TASK DESCRIPTION: The expected answer is every line of the material, reproduced exactly.

———

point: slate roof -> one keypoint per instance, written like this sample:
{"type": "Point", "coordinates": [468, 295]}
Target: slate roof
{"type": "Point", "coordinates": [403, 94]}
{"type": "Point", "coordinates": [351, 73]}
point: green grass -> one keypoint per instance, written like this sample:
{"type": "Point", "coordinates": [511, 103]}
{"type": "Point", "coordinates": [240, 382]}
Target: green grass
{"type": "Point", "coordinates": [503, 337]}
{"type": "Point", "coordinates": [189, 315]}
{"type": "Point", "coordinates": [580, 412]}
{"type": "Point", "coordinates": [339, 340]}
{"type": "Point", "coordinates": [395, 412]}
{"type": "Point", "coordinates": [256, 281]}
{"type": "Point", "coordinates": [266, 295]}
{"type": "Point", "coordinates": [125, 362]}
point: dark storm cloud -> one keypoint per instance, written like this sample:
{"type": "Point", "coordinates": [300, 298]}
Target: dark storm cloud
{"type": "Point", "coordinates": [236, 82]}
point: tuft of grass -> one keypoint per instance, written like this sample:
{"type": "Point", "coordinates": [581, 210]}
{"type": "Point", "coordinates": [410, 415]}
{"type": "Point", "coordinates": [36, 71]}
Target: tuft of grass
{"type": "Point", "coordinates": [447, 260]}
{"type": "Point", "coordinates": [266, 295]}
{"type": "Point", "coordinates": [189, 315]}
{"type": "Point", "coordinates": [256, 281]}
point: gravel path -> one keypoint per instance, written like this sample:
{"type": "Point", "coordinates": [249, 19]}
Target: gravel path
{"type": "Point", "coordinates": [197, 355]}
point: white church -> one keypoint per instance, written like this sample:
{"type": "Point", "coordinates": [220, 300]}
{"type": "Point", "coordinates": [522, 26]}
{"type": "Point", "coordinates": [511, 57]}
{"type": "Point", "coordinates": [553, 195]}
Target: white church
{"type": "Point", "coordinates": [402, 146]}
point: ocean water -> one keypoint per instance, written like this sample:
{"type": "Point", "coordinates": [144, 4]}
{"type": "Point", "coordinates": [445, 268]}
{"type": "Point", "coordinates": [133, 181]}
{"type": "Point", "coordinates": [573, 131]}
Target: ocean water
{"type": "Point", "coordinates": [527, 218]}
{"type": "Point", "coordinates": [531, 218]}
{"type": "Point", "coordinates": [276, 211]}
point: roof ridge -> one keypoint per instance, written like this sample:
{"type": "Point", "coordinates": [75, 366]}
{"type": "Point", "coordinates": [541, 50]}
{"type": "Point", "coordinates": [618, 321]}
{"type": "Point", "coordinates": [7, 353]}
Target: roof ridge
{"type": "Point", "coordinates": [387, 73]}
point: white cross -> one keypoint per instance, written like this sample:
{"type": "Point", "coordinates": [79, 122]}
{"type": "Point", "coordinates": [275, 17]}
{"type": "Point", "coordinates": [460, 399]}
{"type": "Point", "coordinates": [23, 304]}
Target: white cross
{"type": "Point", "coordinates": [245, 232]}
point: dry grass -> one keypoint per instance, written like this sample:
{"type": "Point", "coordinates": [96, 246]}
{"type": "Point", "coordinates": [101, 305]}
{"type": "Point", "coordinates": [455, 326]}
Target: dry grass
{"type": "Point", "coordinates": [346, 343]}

———

ANSWER BELOW:
point: slate roof -> one keypoint per instance, written like this sample:
{"type": "Point", "coordinates": [468, 295]}
Target: slate roof
{"type": "Point", "coordinates": [403, 94]}
{"type": "Point", "coordinates": [351, 73]}
point: green grass -> one keypoint per instance, written like this sample:
{"type": "Point", "coordinates": [511, 103]}
{"type": "Point", "coordinates": [240, 382]}
Target: green grass
{"type": "Point", "coordinates": [503, 337]}
{"type": "Point", "coordinates": [189, 315]}
{"type": "Point", "coordinates": [580, 412]}
{"type": "Point", "coordinates": [339, 340]}
{"type": "Point", "coordinates": [395, 412]}
{"type": "Point", "coordinates": [256, 281]}
{"type": "Point", "coordinates": [266, 295]}
{"type": "Point", "coordinates": [125, 362]}
point: dark storm cloud -> one keypoint per instance, written like this sample:
{"type": "Point", "coordinates": [300, 298]}
Target: dark storm cloud
{"type": "Point", "coordinates": [236, 82]}
point: tuft of grass -> one keypoint per instance, written like this sample:
{"type": "Point", "coordinates": [581, 210]}
{"type": "Point", "coordinates": [410, 415]}
{"type": "Point", "coordinates": [36, 71]}
Target: tuft of grass
{"type": "Point", "coordinates": [447, 260]}
{"type": "Point", "coordinates": [266, 295]}
{"type": "Point", "coordinates": [189, 315]}
{"type": "Point", "coordinates": [256, 281]}
point: gravel path -> one keypoint per instance, written like this sample:
{"type": "Point", "coordinates": [249, 19]}
Target: gravel path
{"type": "Point", "coordinates": [197, 355]}
point: white church -> one keypoint per instance, written like this sample:
{"type": "Point", "coordinates": [220, 300]}
{"type": "Point", "coordinates": [522, 26]}
{"type": "Point", "coordinates": [511, 57]}
{"type": "Point", "coordinates": [553, 195]}
Target: white church
{"type": "Point", "coordinates": [402, 146]}
point: ocean water -> one keypoint per instance, written like this sample:
{"type": "Point", "coordinates": [144, 4]}
{"type": "Point", "coordinates": [445, 268]}
{"type": "Point", "coordinates": [133, 181]}
{"type": "Point", "coordinates": [573, 131]}
Target: ocean water
{"type": "Point", "coordinates": [527, 218]}
{"type": "Point", "coordinates": [531, 218]}
{"type": "Point", "coordinates": [276, 211]}
point: roof ridge -> one keypoint per instance, written like this sample:
{"type": "Point", "coordinates": [75, 366]}
{"type": "Point", "coordinates": [541, 50]}
{"type": "Point", "coordinates": [618, 321]}
{"type": "Point", "coordinates": [7, 353]}
Target: roof ridge
{"type": "Point", "coordinates": [387, 73]}
point: white cross -> one keypoint per instance, written like this sample:
{"type": "Point", "coordinates": [79, 122]}
{"type": "Point", "coordinates": [275, 17]}
{"type": "Point", "coordinates": [460, 399]}
{"type": "Point", "coordinates": [23, 304]}
Target: white cross
{"type": "Point", "coordinates": [245, 232]}
point: dry grass -> one keypoint per instance, written like this sample:
{"type": "Point", "coordinates": [96, 246]}
{"type": "Point", "coordinates": [101, 305]}
{"type": "Point", "coordinates": [455, 326]}
Target: dry grass
{"type": "Point", "coordinates": [346, 343]}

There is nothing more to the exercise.